Supplied text
On 2013-09-04T08:26:14, Ulrich Windl <[email protected]> wrote:

> In my experience network traffic grows somewhat linear with the size
> of the CIB. At some point you probably have to change communication
> parameters to keep the cluster in a happy comminication state.

Yes, I wish corosync would "auto-tune" to a higher degree. Apparently
though, that's a slightly harder problem.

We welcome any feedback on required tunables. Those that we ship on SLE
HA worked for us (and even for rather largeish configurations), but they
may not be appropriate everywhere.

> Despite of the cluster internals, there may be problems if a node goes
> online and hundreds of resources are started in parallel, specifically
> if those resources weren't designed for it. I suspect IP addresses,
> MD-RAIDs, LVM stuff, drbd, filesystems, exportfs, etc.

No, most of these resource scripts *are* supposed to be
concurrency-safe. If you find something that breaks, please share the
feedback.

It's true that the way how concurrent load limitation is implemented in
Pacemaker/LRM isn't perfect yet. batch-limit is rather coarse. The
per-node LRM child limit is probably the best bet right now. But it
doesn't differentiate between starting many light-weight resources in
parallel (such as IPaddr) versus heavy-weights (VMs with Oracle
databases).

Set task 1
In the reply about cluster tuning, what is called probably the best bet right now for limiting concurrent load?
Set task 2
Write out the reply about cluster tuning word for word, from "No, most of" up to and including "databases).".

Extracted records
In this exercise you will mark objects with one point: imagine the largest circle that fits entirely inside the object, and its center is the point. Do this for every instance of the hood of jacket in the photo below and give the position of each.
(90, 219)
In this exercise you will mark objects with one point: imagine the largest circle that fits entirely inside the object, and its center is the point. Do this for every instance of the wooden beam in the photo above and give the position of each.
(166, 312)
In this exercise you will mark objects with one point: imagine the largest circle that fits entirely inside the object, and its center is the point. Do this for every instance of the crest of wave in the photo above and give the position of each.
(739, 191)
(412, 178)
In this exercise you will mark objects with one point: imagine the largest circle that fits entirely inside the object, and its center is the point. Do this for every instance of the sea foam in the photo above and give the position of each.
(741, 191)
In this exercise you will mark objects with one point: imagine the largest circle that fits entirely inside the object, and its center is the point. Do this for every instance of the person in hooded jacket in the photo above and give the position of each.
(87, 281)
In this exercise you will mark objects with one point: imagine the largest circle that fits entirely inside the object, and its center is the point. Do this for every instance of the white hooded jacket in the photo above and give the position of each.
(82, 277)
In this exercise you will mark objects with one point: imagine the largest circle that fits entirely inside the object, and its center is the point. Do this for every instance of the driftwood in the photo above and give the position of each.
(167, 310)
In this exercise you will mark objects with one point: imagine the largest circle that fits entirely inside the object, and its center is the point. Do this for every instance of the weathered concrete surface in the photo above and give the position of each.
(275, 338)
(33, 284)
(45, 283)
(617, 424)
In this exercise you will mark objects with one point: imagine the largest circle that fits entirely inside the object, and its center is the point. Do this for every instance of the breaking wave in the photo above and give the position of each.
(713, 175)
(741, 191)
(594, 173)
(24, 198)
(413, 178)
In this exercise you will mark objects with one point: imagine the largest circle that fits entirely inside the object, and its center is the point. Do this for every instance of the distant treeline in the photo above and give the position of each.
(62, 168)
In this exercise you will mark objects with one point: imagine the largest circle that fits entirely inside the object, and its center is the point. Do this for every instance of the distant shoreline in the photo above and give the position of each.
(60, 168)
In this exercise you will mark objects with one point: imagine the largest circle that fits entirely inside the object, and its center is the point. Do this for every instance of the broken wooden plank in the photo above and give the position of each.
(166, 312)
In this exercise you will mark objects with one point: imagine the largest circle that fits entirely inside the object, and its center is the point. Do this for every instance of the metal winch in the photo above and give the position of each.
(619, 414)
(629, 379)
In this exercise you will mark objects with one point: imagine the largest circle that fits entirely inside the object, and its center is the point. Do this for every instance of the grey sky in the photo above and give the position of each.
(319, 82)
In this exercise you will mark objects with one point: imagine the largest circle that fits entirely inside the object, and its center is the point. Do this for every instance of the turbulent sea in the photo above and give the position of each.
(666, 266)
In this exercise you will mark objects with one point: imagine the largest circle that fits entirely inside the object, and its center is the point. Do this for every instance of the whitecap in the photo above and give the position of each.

Correct output 1
The per-node LRM child limit.

Correct output 2
No, most of these resource scripts *are* supposed to be
concurrency-safe. If you find something that breaks, please share the
feedback.

It's true that the way how concurrent load limitation is implemented in
Pacemaker/LRM isn't perfect yet. batch-limit is rather coarse. The
per-node LRM child limit is probably the best bet right now. But it
doesn't differentiate between starting many light-weight resources in
parallel (such as IPaddr) versus heavy-weights (VMs with Oracle
databases).